Location labeling records
------------------------------------------------------------------------

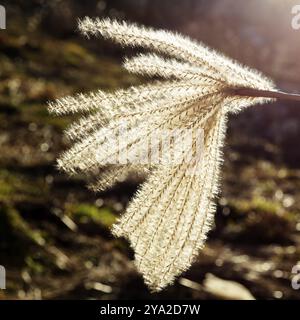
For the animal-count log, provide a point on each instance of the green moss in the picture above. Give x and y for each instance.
(15, 231)
(259, 220)
(257, 204)
(14, 187)
(88, 213)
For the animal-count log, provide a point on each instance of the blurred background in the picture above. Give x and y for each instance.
(54, 233)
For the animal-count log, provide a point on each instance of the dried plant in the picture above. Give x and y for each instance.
(170, 215)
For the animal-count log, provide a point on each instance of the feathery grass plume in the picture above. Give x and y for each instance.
(170, 215)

------------------------------------------------------------------------

■ **Given problem**
Reproduce each record from above exactly; pictures do not belong in the copy.

■ **Task result**
For the animal-count log, provide a point on each instance of the green moss in the picture above. Give x and y for each instance.
(15, 231)
(259, 220)
(257, 204)
(14, 187)
(88, 213)
For the animal-count log, provide a point on each instance of the blurred background in the picture above. Give x and y for each instance.
(54, 233)
For the animal-count log, provide a point on each instance of the dried plant in the picture above. Give x and y for each instance.
(170, 215)
For the animal-count log, provide a point on each instance of the feathery grass plume in the picture above. Give x and y for each instance.
(170, 215)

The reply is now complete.